**TASKS TO COMPLETE:**
[a] Translate this sentence from the piece on ceasefires into Spanish: "The same goes for Russia in Ukraine."
[b] Write the next part of the piece on ceasefires, picking up after its last line.
---------- DOCUMENT PASSAGE ----------
Empty words that empty us: ceasefire

because your side of the cease-fire was holding
since more than a year before
they said so
what
June Jordan, “Apologies to All the People in Lebanon

Today, The New York Times (finally) thankfully revealed the truth we already know and have known: “Russia-Ukraine War Shows Cease-Fires Have Lost Meaning Under Trump”. For the past few years, we have watched Israel establish “ceasefires” with one entity and another, only to continue the devastation. The same goes for Russia in Ukraine. The same goes for Israel and the United States in Iran. The only problem with this “discovery”, with this truth is that it ignores a history of devastation masquerading as ceasefire and of the devastating ceasefire masquerading as peace.

In 1982, June Jordan wrote “Apologies to All the People in Lebanon”, first published in the Village Voice, July 20, 1982. This is the poem as it appeared in 1982 in its entirety:

“Apologies to All the People in Lebanon

I didn’t know and nobody told me and what
could I do or say, anyway?
---------- DATA ----------
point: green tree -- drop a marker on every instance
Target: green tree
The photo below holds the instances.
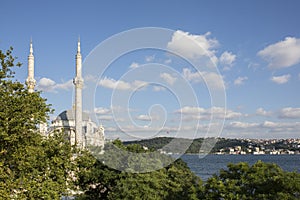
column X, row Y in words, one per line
column 259, row 181
column 98, row 181
column 31, row 167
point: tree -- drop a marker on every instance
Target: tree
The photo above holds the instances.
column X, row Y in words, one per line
column 98, row 181
column 259, row 181
column 31, row 166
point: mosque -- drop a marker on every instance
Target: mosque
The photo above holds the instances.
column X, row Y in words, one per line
column 77, row 125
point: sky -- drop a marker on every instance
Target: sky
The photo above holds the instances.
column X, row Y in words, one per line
column 166, row 68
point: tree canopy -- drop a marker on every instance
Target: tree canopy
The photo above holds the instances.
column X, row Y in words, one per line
column 31, row 166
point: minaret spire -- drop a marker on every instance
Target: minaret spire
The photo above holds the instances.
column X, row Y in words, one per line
column 78, row 82
column 30, row 81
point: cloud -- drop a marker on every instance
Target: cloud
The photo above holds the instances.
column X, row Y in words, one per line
column 212, row 79
column 193, row 46
column 168, row 78
column 157, row 88
column 102, row 111
column 281, row 79
column 121, row 85
column 168, row 61
column 282, row 54
column 134, row 65
column 262, row 112
column 240, row 80
column 289, row 112
column 149, row 58
column 227, row 59
column 48, row 85
column 147, row 118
----------
**ANSWERS BY TASK:**
[a] Lo mismo ocurre con Rusia en Ucrania.

[b]
They said you shot the London Ambassador
and when that wasn’t true
they said so
what
They said you shelled their northern villages
and when U.N. forces reported that was not true
because your side of the cease-fire was holding
since more than a year before
they said so
what
They said they wanted simply to carve
a 25 mile buffer zone and then
they ravaged your
water supplies your electricity your
hospitals your schools your highways and byways all
the way north to Beirut because they said this
was their quest for peace
They blew up your homes and demolished the grocery
stores and blocked the Red Cross and took away doctors
to jail and they cluster-bombed girls and boys
whose bodies
swelled purple and black into twice the original size
and tore the buttocks from a four month old baby
and then
they said this was brilliant
military accomplishment and this was done
they said in the name of self-defense they said
that is the noblest concept
of mankind isn’t that obvious?
They said something about never again and then
they made close to one million human beings homeless
in less than three weeks and they killed or maimed
40,000 of your men and your women and your children

But I didn’t know and nobody told me and what
could I do or say, anyway?

They said they were victims. They said you were
Arabs.
They called      your apartments and gardens      guerrilla
strongholds.
They called      the screaming devastation
that they created       the rubble.
Then they told you to leave, didn’t they?

Didn’t you read the leaflets that they dropped
from their hotshot fighter jets?
They told you to go.
One hundred and thirty-five thousand
Palestinians in Beirut and why
didn’t you take the hint?
Go!
There was the Mediterranean: You
could walk into the water and stay
there.
What was the problem?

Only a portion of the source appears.